◆ **YOUR GOAL**
Exclude images, then output the remaining data verbatim.

◆ **GIVEN ENTRIES**
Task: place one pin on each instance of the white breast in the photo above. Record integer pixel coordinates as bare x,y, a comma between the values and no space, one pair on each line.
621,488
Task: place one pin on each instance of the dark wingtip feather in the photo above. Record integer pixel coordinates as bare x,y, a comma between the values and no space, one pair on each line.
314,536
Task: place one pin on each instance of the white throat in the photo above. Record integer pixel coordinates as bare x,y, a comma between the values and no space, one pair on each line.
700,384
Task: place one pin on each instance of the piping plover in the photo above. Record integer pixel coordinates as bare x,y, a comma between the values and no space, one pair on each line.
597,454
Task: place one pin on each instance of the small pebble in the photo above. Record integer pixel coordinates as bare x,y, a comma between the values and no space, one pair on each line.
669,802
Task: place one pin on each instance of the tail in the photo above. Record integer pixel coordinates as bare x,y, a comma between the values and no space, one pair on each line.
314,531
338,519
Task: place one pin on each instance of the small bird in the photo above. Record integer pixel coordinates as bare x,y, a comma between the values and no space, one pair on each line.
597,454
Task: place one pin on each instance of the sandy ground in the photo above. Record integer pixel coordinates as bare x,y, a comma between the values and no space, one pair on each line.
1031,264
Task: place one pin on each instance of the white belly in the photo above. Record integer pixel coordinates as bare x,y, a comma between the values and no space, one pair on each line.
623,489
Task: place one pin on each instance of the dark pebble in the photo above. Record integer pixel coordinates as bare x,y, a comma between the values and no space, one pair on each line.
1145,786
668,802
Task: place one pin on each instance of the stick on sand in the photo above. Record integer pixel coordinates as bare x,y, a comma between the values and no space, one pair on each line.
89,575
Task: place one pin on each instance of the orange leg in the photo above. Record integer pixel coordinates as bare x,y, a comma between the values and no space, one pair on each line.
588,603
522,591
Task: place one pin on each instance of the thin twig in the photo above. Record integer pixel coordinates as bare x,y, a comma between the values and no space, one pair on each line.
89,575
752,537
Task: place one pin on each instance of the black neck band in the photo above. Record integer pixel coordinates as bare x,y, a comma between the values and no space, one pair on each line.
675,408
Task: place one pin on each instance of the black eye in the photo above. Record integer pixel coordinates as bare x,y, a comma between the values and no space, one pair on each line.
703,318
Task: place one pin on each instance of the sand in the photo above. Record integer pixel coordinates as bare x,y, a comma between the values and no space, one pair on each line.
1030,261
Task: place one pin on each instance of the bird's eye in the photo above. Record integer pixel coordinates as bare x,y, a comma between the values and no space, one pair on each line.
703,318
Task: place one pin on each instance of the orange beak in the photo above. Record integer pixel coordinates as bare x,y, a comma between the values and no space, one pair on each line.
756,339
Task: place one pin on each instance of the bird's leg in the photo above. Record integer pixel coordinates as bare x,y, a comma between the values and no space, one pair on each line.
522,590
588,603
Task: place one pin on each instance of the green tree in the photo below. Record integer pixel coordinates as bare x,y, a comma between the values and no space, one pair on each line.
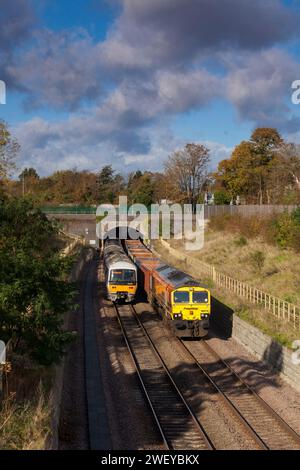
109,184
34,291
247,172
9,148
141,188
187,171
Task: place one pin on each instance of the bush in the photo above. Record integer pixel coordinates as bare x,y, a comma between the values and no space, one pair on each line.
283,227
242,241
257,260
34,292
221,198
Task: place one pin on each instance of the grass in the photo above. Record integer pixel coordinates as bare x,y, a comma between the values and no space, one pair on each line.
256,315
275,270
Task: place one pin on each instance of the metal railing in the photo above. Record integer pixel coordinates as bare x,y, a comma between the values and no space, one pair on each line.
281,309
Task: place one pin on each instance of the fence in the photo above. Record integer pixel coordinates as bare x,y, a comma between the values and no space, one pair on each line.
68,209
280,308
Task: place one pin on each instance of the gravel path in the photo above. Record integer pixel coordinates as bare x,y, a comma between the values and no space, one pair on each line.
132,426
278,394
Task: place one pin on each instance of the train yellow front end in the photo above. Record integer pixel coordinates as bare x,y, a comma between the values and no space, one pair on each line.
190,310
122,290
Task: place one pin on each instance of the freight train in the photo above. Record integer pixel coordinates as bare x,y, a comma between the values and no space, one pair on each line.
183,303
120,273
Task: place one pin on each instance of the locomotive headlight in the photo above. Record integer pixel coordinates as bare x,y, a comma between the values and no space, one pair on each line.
178,316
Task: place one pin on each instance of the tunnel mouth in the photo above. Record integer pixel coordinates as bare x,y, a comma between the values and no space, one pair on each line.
124,233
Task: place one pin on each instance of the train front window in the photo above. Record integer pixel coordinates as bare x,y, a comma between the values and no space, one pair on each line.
200,297
181,297
122,276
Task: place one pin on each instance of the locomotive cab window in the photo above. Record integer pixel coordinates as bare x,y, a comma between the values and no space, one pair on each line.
200,297
181,297
122,276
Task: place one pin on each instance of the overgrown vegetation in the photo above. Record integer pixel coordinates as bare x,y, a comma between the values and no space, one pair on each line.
262,170
282,230
256,315
34,289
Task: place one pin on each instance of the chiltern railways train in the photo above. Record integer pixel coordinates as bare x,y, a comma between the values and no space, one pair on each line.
120,273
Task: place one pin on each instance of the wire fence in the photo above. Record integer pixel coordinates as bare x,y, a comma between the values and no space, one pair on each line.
281,309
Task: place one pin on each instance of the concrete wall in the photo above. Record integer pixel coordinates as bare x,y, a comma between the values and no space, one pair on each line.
262,346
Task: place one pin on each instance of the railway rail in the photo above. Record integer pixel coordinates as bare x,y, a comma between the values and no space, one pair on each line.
177,424
268,429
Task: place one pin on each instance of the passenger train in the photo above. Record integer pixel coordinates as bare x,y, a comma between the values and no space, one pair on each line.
183,302
120,273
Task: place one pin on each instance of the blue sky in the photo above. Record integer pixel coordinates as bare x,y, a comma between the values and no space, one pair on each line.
127,82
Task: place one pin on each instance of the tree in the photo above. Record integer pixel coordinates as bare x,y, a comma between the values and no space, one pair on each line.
109,185
9,148
34,292
247,172
141,188
187,170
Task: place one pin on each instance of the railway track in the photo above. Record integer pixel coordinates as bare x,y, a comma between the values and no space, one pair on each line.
268,429
177,424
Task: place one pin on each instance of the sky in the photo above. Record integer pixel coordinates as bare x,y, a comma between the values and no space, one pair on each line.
127,82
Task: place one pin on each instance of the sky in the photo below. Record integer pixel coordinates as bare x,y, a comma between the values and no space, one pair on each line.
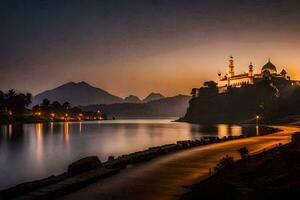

◆ **WRITTEN REPLY**
Task: place one pin on each instance of the white breast in the photo above. Record integer pixel coordinates as bare x,y, a comma between the values and no space, one pair on each line.
621,488
Task: place one pin on each instance of the dark wingtip feather in the photo above. Record integer pixel coordinates as bare x,y, a comma between the values and no space, one pair on each line.
314,536
Task: place one pin on each instance of the white throat in the photo above. Record integer pixel coordinates as bare x,y, a comma between the values and no space, one pair on each line.
700,384
Task: place one pin on each instance of the piping plover in the photo above. Record integer pixel coordinates as bare x,y, a comma between the values and no space, one pair on each line.
597,454
Task: place one pin on each instance of the small pebble in the photo above. Record integer pixel coordinates as bare x,y, a comma between the values and no space, one pair on each line.
669,802
Task: place one pin on each instance of the tail in the photo above. Record integer pixel coordinates as bare x,y, a comma between the values and no space, one pair on each line.
314,531
338,519
Task: place one pin on each instance of the small bird in the photo above. Record integer pixel coordinates as bare x,y, a comma between the values and no space, one pair on each line.
597,454
Task: place one pin on each instance of the sandy ground in the photo above. Record integer pixel coordinates as bare x,y, a comma between the values and no space, one pair on each line.
1031,264
Task: place one pin on each instance of the white belly in the photo above. Record integer pixel coordinates as bare x,y, a comma between the values and no space, one pair on each line.
623,489
Task: place one pin on each instance of the dark pebble in the photo above. Record integer pixel coordinates as bare x,y, a comma between the values and no space, one pair on each line.
1145,786
668,802
Task: place one pin on each instance of the stick on sand in the photo above. Record integer pixel coordinates as bare x,y, a comma between the values and no space, one pair on each line.
89,575
Task: place one pin on each instance of the orange leg in the photo above. Record integer pixel coordinates as bare x,y, a comma between the values and no space, one pair on each line.
588,603
522,591
Task: place one pin on each instance of the thin twig in the photo above. Record integer pixel coordinates as bare x,y, a comma between the values and no space, one pair on each line.
89,575
752,537
Task: place one pin on each instance of the black neck band in the photo above. Record integer pixel coordinates as bare x,y, a comma between the values and no space, one pair on each line.
675,408
Task: place one pin on each instance of the black eye in the photo above. Record integer pixel coordinates as bare x,y, a comma between the values and no space, one pair on each line.
703,318
Task: place one pin on each instance of the sand in the photo above. Record integer pixel coordinates as bare x,y, a comma between the values and no space, one pair on each line.
1030,261
Task: place one pin on each instance of the bird's eye in the photo above. Record integer pixel coordinates as bare x,y, a comma between the values and no space, one pair on each line.
703,318
Task: place one pin on each instance of the orange beak in the photo above. Record integer pixel coordinates as bare x,y, a comma between the values and no space, one pair on each line.
756,339
Task: place one pin on each instance of the bird's leg in the photo above. Record integer pixel coordinates as bare x,y, a comma between the values and no space, one pair on each line.
522,590
588,603
Task: place one pin on each instance of the green tree in the photo below. Record integer pixel coordinates as bare x,y, a comma between the values and no space, one pair on each line.
109,184
34,291
247,172
9,148
141,188
187,171
Task: place one pin on each instance of the bush in the photo above. Record integer pixel coordinates as bare x,y, a comma between the values and no space, one pair on each line.
283,227
242,241
257,260
34,292
221,198
Task: place one pin on each instance of the grass in the photo above. Record integer pixel coordinates as bare x,y, a comma between the values and no space, one pair on each line.
256,315
275,270
Task: place one pin on each instance of the metal railing in the photo above. Record integer pixel coordinates as bare x,y, a comma between the values and no space, one pair on each line.
281,309
Task: place one pin on each instance of the fence in the photo above. Record integer pixel coordinates as bare x,y, a comma between the values and no space, one pair on each line.
68,209
280,308
Task: place one pin on each instance of the gravel path in the photo above. Record integer pixel coordinates as bare x,y, a comma between the values and no space, one pair on each line.
132,426
278,394
Task: place one pin on each instance of the train yellow front end in the photo above. Record integer pixel coordinates as bare x,y, a comma between the values and no space, one pair on each line.
190,310
122,290
Task: place one pin on each instance of the freight train in the photo above. Record integer pixel coordinates as bare x,y, a comma between the values and no space, one pair on each line.
183,303
120,273
Task: place one pin on each instance of the locomotive headlight in the photo above. Record integer pixel coordinates as bare x,y, a comma between the values and no space, one pair on each line.
178,316
Task: place one pin on each instance of the tunnel mouth in the photo above. Record integer pixel coordinates as bare x,y, a comma between the values and no space, one pair on each line.
124,233
Task: place one pin on each instance of the train front window in the photo above. Record integer pixel coordinates as bare x,y, a comma between the values and no space, one pair on each line.
200,297
181,297
122,276
Task: place one pin on each instance of the locomotive cab window in the photo above. Record integer pixel coordinates as bare x,y, a comma between the values and no space, one pair on each line.
200,297
181,297
122,276
Task: place one pin on each instance of the overgrown vegetation in the photo above. Record integer pixel coordinates as bare x,y, a comma between the values and no space, one pair on each line.
262,170
282,230
256,315
34,289
Task: place one pin on each instance of the chiltern railways train in the photo above. Record integer pixel coordinates as bare x,y, a comma between the values and no space, one pair on each line.
120,273
Task: place one pin on each instance of the wire fence in the photo above. Record integer pixel coordinates as bare x,y, a comma between the values and no space, one pair on each line.
281,309
Task: place one pin on each instance of the concrete wall in the photo above. Record integer pixel coordinates as bare x,y, a comma between the values and no space, one pair on each line.
262,346
Task: place one pin on each instance of the railway rail in the photo above. Record integer pixel coordinates as bare x,y, a comma between the values and no space, one pair on each line.
177,424
268,429
Task: place one pin on each instance of the passenger train in the photo above. Record integer pixel coordinates as bare x,y, a comma between the values and no space, one pair on each line.
183,302
120,273
Task: place one pin on each instance of the blue sky in the photo above. Record integer pixel coordinates as bare x,y, a comma between the values and no space, one pair on each line.
127,82
Task: place one pin on each instance of the tree in the photo above. Record integer pixel coordinates as bare x,y, a comma between the values and no space, one pair on each line.
109,185
9,148
34,292
247,172
141,188
187,170
Task: place one pin on each instance of the railway track in the photo above. Record integer pixel coordinates as bare x,y, a comma between the values and no space, one pair on each line.
268,429
177,424
Task: place one pin on each instance of the sky in the photo above. Record integer pixel coordinates as bare x,y, a comma between the values and no space, one pair on each line.
127,82
Task: place one pin on each instance of the sky in the photo below. Record integer pixel coordinates as bare x,y, a comma between the values and no space, one pair on each line.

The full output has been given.